**WORK ORDER**
Please return each of the entries that follow, unchanged in every word.

·····

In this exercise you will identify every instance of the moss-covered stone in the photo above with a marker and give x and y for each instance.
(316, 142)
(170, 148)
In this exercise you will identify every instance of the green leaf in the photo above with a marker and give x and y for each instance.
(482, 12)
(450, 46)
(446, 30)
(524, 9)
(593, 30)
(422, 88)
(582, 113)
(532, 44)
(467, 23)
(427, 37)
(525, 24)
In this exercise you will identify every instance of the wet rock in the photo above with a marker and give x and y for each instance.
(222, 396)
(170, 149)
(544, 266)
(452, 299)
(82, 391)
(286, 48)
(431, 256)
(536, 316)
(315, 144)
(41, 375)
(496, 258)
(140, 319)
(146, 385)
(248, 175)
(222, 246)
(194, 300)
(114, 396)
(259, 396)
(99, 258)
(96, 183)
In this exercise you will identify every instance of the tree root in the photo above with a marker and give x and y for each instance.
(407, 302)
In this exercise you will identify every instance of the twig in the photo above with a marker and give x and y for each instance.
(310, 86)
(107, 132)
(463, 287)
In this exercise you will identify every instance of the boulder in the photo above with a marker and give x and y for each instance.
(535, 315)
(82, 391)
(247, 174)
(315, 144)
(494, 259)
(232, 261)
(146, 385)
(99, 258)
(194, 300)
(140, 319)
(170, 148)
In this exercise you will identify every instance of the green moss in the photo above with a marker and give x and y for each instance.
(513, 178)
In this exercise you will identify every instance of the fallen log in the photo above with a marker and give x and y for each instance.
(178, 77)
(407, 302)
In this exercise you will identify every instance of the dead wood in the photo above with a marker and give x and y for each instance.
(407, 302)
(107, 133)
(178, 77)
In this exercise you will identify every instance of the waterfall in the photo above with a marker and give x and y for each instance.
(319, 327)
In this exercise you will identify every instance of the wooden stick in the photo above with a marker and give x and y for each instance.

·····

**TASK RESPONSE**
In this exercise you will identify every instance of the moss-covered stone in the photo above with a marker and give x and y for each instance.
(316, 142)
(170, 148)
In this exercise you will identify every instance of the green leaf in the photo above with a marker and give x and y for each instance.
(482, 12)
(450, 46)
(446, 30)
(524, 9)
(593, 30)
(422, 88)
(582, 113)
(532, 44)
(467, 23)
(427, 37)
(525, 24)
In this exercise you will identify every instance of the wet rock in the photo above with a marker and give x and y for each instance.
(222, 396)
(170, 149)
(544, 266)
(452, 299)
(82, 391)
(286, 48)
(431, 256)
(536, 316)
(315, 144)
(41, 375)
(496, 258)
(140, 319)
(146, 385)
(248, 175)
(222, 246)
(194, 300)
(114, 396)
(259, 396)
(99, 258)
(96, 183)
In this exercise you will identify every instance of the tree root in the photo above with a marker and give x and y for each instance.
(407, 302)
In this exercise you will identify every instance of the twig in the photo above with a marker and give x and y for each instance.
(310, 86)
(107, 132)
(463, 287)
In this exercise you will identify every instance of the boulder in the photo above with a marker and give x and y for each instance.
(535, 315)
(82, 391)
(247, 174)
(315, 144)
(494, 259)
(232, 261)
(146, 385)
(99, 258)
(194, 300)
(140, 319)
(170, 148)
In this exercise you will identify every instance of the green moss in the photo above with a marker and give x and y for each instance.
(513, 178)
In this exercise you will identify every instance of the fallen log in the photo above with a marker and give x and y for each instance.
(178, 77)
(407, 302)
In this exercise you will identify every instance of the dead wood in the photo above with a marker and give x and y for each instance.
(407, 302)
(107, 133)
(178, 77)
In this exercise you will identify every instance of the waterfall in the photo above with a marker and give x and y for each instance.
(319, 327)
In this exercise you will identify every instance of the wooden stick in the photo above with a marker and give x and y for each instance.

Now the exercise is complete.